Exactly as given, write out the lines from the one containing "Objective — a point for each instance of the green zucchini" through the end of the listing, with both ends included and nothing else.

EXTRACTED ENTRIES

^^^^

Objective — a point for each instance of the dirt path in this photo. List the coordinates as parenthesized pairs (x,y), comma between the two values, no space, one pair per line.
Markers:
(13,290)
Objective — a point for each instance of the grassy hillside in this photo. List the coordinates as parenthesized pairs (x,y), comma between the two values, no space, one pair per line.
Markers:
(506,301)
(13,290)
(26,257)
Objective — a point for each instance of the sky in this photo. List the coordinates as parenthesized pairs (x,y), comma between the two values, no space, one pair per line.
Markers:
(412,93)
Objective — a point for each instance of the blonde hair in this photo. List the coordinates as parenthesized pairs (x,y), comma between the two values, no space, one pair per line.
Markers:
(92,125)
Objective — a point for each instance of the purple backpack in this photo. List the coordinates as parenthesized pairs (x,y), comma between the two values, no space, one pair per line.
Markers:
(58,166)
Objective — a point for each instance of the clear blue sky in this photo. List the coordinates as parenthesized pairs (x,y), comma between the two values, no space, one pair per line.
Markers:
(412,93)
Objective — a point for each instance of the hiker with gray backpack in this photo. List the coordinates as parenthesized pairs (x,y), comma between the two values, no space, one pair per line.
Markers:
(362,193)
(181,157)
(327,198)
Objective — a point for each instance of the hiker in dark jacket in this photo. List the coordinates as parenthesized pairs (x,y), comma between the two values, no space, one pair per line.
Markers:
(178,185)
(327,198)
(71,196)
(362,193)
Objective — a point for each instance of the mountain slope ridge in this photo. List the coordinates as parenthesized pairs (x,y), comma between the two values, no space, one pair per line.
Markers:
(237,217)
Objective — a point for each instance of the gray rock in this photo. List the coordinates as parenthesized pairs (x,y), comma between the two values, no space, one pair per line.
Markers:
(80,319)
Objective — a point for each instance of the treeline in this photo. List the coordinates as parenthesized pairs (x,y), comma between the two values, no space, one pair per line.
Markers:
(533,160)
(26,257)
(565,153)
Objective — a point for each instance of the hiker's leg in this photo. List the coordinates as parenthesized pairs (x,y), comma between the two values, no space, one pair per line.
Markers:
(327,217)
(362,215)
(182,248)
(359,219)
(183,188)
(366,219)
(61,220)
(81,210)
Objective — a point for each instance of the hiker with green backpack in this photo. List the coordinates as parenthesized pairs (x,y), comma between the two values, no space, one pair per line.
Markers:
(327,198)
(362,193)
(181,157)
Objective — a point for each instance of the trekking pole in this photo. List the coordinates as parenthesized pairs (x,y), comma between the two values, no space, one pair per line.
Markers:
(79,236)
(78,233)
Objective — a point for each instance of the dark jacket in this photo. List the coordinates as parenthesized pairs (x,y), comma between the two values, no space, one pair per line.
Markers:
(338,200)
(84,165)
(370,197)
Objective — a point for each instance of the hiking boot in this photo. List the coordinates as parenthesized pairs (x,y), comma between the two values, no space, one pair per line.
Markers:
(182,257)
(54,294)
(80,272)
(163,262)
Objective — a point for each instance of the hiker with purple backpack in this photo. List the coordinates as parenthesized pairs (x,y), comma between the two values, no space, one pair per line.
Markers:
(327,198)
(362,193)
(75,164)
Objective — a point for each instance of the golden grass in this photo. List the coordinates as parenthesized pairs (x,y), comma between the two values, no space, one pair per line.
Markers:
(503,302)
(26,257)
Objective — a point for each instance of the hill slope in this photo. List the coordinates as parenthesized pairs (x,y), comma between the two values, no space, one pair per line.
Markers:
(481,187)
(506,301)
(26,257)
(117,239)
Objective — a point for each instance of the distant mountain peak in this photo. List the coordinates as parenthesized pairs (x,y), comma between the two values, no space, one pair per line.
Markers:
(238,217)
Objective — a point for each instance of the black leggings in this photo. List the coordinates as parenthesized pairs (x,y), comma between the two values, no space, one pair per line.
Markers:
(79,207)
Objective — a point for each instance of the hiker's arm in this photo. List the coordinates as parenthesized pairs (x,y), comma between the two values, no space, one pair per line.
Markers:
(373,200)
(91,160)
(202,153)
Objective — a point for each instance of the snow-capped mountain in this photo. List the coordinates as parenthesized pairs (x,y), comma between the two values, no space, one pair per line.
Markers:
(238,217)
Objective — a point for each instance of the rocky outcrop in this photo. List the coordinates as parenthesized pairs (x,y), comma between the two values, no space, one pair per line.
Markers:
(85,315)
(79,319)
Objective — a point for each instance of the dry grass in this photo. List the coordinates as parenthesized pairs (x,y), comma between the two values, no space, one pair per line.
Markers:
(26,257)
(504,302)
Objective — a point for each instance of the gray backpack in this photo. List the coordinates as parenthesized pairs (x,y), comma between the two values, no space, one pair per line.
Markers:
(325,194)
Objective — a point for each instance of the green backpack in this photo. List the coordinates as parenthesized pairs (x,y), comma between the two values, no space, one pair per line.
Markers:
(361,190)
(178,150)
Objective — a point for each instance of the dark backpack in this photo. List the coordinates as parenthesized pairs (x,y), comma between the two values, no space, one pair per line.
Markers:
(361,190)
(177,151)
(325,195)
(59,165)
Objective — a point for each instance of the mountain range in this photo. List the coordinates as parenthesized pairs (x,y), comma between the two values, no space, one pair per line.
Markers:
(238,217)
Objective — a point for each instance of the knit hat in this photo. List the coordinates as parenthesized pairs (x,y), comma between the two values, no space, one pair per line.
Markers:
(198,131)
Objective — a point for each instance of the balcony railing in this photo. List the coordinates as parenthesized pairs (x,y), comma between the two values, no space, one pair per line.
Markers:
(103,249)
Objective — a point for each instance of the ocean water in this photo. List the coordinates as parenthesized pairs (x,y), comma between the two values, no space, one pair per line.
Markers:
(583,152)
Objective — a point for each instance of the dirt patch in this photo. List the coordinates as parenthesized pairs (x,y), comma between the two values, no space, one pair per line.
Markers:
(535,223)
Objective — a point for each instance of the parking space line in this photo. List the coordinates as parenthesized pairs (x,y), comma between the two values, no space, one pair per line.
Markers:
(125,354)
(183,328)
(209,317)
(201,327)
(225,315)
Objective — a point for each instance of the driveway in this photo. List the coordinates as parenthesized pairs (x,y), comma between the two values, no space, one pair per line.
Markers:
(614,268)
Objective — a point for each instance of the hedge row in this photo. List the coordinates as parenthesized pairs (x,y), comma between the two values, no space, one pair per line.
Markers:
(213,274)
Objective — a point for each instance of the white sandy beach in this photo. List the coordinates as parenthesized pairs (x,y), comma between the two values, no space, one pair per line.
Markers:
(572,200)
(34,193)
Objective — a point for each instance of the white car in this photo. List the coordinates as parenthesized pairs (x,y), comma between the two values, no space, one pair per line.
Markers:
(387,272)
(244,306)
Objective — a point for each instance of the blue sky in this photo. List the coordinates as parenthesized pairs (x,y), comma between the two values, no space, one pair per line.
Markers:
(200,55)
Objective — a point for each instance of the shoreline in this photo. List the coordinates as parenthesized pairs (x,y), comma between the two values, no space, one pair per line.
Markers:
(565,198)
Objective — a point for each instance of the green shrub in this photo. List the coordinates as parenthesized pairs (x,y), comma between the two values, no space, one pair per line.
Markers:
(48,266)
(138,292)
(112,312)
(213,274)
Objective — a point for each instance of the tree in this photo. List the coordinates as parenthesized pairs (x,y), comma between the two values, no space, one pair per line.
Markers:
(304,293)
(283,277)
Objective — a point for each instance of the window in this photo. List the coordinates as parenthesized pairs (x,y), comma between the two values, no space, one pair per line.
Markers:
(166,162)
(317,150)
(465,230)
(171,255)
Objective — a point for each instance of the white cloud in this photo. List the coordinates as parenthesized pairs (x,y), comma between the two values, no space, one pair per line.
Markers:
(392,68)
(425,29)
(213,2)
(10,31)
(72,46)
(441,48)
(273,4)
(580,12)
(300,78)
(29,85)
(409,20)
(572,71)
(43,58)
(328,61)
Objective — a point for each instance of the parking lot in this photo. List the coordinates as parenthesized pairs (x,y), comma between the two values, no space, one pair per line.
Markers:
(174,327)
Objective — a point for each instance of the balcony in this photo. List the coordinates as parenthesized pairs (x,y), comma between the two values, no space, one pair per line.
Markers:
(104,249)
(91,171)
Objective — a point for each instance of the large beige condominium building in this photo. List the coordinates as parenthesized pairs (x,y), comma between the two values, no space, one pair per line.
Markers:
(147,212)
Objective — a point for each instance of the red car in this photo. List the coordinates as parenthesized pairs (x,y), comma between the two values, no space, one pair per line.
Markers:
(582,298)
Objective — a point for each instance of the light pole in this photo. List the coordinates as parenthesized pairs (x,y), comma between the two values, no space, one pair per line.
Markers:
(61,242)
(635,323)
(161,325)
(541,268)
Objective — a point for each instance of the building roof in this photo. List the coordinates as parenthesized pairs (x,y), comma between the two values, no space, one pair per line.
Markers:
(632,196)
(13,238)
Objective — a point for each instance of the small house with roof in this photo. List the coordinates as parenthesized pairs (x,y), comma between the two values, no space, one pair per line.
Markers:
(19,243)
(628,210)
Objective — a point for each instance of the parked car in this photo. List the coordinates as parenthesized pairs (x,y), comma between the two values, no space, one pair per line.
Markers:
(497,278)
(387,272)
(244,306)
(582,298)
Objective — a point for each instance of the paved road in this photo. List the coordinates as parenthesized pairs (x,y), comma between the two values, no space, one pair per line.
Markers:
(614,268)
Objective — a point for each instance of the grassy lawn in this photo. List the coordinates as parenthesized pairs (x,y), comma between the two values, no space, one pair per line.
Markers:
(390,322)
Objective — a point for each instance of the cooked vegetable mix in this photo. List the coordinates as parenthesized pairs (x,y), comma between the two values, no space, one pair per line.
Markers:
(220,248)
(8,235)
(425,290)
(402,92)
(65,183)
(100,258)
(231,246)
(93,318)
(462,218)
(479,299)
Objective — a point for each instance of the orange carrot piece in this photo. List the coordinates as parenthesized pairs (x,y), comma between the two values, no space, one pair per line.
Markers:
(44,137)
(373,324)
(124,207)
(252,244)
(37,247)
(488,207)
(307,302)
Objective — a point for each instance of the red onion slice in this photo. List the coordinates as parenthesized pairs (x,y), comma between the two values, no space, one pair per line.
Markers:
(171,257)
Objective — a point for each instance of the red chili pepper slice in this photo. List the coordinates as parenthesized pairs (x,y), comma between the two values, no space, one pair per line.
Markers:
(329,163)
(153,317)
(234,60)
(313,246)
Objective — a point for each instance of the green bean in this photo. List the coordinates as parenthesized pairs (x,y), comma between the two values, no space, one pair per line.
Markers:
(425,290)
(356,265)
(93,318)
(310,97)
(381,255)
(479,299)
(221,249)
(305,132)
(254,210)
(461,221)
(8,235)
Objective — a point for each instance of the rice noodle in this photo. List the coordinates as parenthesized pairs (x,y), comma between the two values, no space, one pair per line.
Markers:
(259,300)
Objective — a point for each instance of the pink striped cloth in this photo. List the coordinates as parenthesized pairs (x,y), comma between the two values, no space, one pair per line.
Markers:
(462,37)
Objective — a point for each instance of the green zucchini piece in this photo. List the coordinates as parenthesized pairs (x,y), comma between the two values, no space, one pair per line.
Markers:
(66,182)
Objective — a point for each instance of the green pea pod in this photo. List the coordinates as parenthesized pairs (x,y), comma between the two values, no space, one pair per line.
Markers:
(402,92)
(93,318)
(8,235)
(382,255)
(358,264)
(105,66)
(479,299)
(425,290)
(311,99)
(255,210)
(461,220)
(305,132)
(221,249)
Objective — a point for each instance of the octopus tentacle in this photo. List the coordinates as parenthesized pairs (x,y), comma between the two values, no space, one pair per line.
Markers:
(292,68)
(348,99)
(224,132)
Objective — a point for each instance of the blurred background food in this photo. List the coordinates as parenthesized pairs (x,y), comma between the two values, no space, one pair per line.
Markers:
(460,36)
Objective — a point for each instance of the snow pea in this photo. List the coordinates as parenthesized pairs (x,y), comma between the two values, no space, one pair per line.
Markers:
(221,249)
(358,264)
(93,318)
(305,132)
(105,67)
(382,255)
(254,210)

^^^^

TASK SOLUTION
Objective — a point for each instance of the green zucchini piece in this photo. List the coordinates as parenthesized pairs (x,y), comma between the two values, no space, one pair per line.
Markers:
(66,182)
Objective — a point for each instance of the green pea pod in this photo. List the coordinates as parenthesized pairs (x,y), comma between the two values, no space, one pair per line.
Markers:
(402,92)
(93,318)
(8,235)
(382,255)
(358,264)
(105,66)
(479,299)
(425,290)
(311,99)
(255,210)
(461,220)
(305,132)
(221,249)
Objective — a point for each instance of the octopus tentacle in this photo. List the coordinates as parenthesized pairs (x,y), comma between the two values, no space, one pair per line.
Markers:
(292,68)
(348,99)
(224,132)
Objective — a point for each instance of the blurred background food in this photo. List the coordinates as parenthesized pairs (x,y), comma between the two values, no space, one pair per line.
Markers:
(460,36)
Objective — a point for each instance of the snow pea in this photo. List the coordinates as parenthesized pairs (x,y), comma between the two values, no space, one pair per line.
Markers:
(221,249)
(358,264)
(93,318)
(305,132)
(105,67)
(382,255)
(254,210)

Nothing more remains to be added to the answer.